▶ _Named-object pointing data_

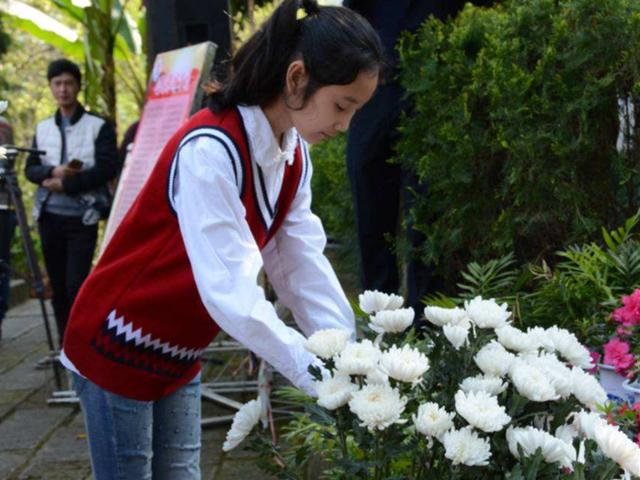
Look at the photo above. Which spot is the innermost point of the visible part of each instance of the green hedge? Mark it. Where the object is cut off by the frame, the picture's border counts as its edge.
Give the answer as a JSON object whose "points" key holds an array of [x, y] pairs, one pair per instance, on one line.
{"points": [[332, 200], [515, 126]]}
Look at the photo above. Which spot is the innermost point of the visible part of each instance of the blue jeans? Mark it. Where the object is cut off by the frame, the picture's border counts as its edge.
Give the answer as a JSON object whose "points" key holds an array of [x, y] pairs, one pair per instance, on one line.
{"points": [[134, 440]]}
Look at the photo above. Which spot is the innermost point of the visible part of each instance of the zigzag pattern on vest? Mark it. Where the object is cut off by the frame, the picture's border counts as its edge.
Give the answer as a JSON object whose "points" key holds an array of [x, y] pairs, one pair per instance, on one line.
{"points": [[120, 342]]}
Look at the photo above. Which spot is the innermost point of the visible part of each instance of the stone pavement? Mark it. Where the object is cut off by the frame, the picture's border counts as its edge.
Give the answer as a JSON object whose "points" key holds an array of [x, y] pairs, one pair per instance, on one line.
{"points": [[39, 441]]}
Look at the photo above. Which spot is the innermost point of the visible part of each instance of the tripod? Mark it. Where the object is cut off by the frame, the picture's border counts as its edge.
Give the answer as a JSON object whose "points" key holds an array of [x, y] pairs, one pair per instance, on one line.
{"points": [[9, 182]]}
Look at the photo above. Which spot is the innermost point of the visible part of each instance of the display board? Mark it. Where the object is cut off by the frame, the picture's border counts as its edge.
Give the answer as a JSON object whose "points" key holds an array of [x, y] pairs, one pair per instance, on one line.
{"points": [[173, 94]]}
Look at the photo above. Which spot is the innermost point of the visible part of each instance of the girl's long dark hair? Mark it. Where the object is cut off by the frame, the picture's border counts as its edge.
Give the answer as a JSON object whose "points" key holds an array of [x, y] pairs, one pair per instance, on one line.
{"points": [[335, 43]]}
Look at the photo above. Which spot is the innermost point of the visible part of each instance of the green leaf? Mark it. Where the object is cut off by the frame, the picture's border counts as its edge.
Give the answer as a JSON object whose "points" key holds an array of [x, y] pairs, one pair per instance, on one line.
{"points": [[46, 28]]}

▶ _Work to complete_
Please format the lines of the data from the line with "the green leaf?" to the end of the data, both ends included, as a JSON list of strings with one string per line and blank lines left out.

▶ _Solution to the problem_
[
  "Look at the photo above. Which spot is the innermost point of the visible part of each instance of the green leaf? Mark it. Where the object is cut off by the frame, the picture's border counts as its edge.",
  "Give the answer as a JSON object whose \"points\" key holds an array of [x, y] pairs, one pair per instance, on one line.",
  "{\"points\": [[46, 28]]}"
]